**** Working data ****
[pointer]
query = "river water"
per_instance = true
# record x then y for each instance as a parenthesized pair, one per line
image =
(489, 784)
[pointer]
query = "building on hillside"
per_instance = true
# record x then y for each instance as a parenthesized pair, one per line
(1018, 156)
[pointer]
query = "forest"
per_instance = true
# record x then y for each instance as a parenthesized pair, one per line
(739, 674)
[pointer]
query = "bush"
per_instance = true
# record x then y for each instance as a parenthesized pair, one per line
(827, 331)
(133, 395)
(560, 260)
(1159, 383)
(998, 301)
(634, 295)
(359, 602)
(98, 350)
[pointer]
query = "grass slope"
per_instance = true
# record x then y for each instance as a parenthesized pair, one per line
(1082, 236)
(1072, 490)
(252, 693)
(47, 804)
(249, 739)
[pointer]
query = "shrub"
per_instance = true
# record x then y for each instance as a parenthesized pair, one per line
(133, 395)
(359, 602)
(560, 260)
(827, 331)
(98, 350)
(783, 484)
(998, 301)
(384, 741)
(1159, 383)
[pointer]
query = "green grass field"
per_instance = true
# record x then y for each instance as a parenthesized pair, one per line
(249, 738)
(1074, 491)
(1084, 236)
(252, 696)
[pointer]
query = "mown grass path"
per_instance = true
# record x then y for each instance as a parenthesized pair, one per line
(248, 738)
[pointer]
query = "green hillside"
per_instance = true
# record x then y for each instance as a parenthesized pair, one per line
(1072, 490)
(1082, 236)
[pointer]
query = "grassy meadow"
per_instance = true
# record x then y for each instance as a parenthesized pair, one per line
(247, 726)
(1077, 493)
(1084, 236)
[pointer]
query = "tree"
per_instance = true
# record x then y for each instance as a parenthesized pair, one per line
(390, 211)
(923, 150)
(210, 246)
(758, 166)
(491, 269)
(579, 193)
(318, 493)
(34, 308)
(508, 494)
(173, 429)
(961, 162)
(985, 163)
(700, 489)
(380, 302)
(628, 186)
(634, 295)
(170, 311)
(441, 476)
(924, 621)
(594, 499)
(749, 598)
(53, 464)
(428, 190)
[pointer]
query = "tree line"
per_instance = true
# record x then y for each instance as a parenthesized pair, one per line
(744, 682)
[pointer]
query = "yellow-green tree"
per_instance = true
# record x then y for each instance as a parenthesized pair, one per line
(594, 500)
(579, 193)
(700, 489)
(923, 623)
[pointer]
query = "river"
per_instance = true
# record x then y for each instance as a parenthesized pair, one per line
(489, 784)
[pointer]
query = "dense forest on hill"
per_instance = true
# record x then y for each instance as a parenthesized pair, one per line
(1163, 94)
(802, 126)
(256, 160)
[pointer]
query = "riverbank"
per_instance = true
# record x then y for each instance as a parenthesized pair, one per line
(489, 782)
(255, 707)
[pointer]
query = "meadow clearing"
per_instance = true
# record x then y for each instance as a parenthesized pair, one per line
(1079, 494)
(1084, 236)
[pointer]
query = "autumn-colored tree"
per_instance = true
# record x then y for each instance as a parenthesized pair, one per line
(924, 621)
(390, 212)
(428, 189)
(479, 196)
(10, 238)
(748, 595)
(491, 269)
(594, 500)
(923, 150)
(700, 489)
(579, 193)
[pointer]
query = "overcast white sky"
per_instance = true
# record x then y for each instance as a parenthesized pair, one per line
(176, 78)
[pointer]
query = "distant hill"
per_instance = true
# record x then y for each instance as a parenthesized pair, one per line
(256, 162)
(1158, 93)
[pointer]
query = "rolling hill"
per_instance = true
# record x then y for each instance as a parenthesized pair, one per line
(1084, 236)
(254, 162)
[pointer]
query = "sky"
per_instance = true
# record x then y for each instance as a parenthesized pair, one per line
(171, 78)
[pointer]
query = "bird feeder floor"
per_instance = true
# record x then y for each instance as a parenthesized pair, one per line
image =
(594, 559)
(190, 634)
****
◆ **Task goal**
Each record above should be returned exactly as it appears.

◆ **Solved problem**
[pointer]
query = "river water"
per_instance = true
# record x then y for each instance as a parenthesized pair, one per line
image =
(489, 784)
[pointer]
query = "building on hillside"
per_instance = true
# record x then y for each instance as a parenthesized pair, one per line
(1018, 156)
[pointer]
query = "forest"
per_instance = true
# record x then y for each instance as a parenthesized pair, one per line
(739, 674)
[pointer]
query = "bush"
per_instance = true
# record x then y for each instance as a parenthesized pair, one per line
(827, 331)
(133, 395)
(560, 260)
(1159, 383)
(998, 301)
(634, 295)
(359, 602)
(98, 350)
[pointer]
query = "grass slope"
per_instance = true
# record x then y for each instance as a parenthesized pair, one per line
(1082, 236)
(1072, 490)
(252, 693)
(47, 804)
(249, 739)
[pointer]
query = "shrub"
per_instance = true
# record x then y for each instance as a parenthesized pair, one per line
(133, 395)
(359, 602)
(560, 260)
(827, 331)
(98, 350)
(783, 484)
(998, 301)
(384, 741)
(1159, 383)
[pointer]
query = "green grass field"
per_instance = true
# record x then y for each instance as a parenthesized pair, one per line
(249, 738)
(1074, 491)
(1084, 236)
(252, 696)
[pointer]
query = "mown grass path"
per_instance = true
# record x then y for each instance as a parenthesized pair, one per line
(248, 738)
[pointer]
query = "green hillside"
per_instance = true
# record x then y for each instance as a parenthesized pair, one per line
(1072, 490)
(1082, 236)
[pointer]
query = "grassy meadow"
per_instance = true
# record x then y for each instance as a parenthesized pair, one per line
(247, 726)
(1077, 493)
(1084, 236)
[pointer]
query = "tree"
per_instance = true
# record x then y for each instance as a parenthesized pair, one per line
(390, 211)
(923, 150)
(210, 246)
(758, 166)
(491, 269)
(579, 193)
(318, 493)
(34, 308)
(508, 494)
(173, 429)
(961, 162)
(985, 163)
(700, 489)
(380, 302)
(628, 186)
(634, 295)
(170, 311)
(441, 476)
(924, 621)
(594, 499)
(749, 598)
(53, 464)
(428, 190)
[pointer]
query = "tree line"
per_instance = true
# record x then y for each instance as a parenthesized pair, one per line
(744, 682)
[pointer]
query = "yellow-green tree"
per_instance = true
# record x then y for each instance as a parenthesized pair, one per line
(594, 500)
(579, 193)
(700, 489)
(923, 623)
[pointer]
query = "river"
per_instance = true
# record x then y for each instance as a parenthesized pair, one per line
(489, 784)
[pointer]
query = "dense forest on hill"
per_instance = true
# record x then y for each instance as a parenthesized pair, one per line
(1163, 94)
(802, 126)
(256, 160)
[pointer]
query = "riverbank"
per_instance = true
# record x then y for each instance as a parenthesized pair, one per line
(489, 782)
(255, 707)
[pointer]
query = "meadow clearing"
per_instance = true
# record x then y for each instance as a parenthesized pair, one per line
(1079, 494)
(1084, 236)
[pointer]
query = "autumn-colored tree"
per_instance = true
# record x then y for each instance as a parenthesized pair, one per line
(924, 621)
(390, 212)
(428, 189)
(479, 196)
(10, 238)
(748, 595)
(491, 269)
(594, 500)
(923, 150)
(700, 489)
(579, 193)
[pointer]
query = "overcast white sky"
per_instance = true
# record x then y for each instance as a parenthesized pair, one per line
(176, 78)
[pointer]
query = "distant hill"
per_instance = true
# record x then y for each instance as a parenthesized pair, one per line
(256, 162)
(1158, 93)
[pointer]
query = "rolling hill"
per_instance = true
# record x then y for each instance as a parenthesized pair, one per line
(1084, 236)
(254, 162)
[pointer]
query = "sky"
per_instance = true
# record x then y for each instance as a parenthesized pair, one per line
(171, 78)
[pointer]
query = "bird feeder floor"
per_instance = true
# record x then y for each instance as a parenthesized pair, one per line
image =
(594, 559)
(190, 634)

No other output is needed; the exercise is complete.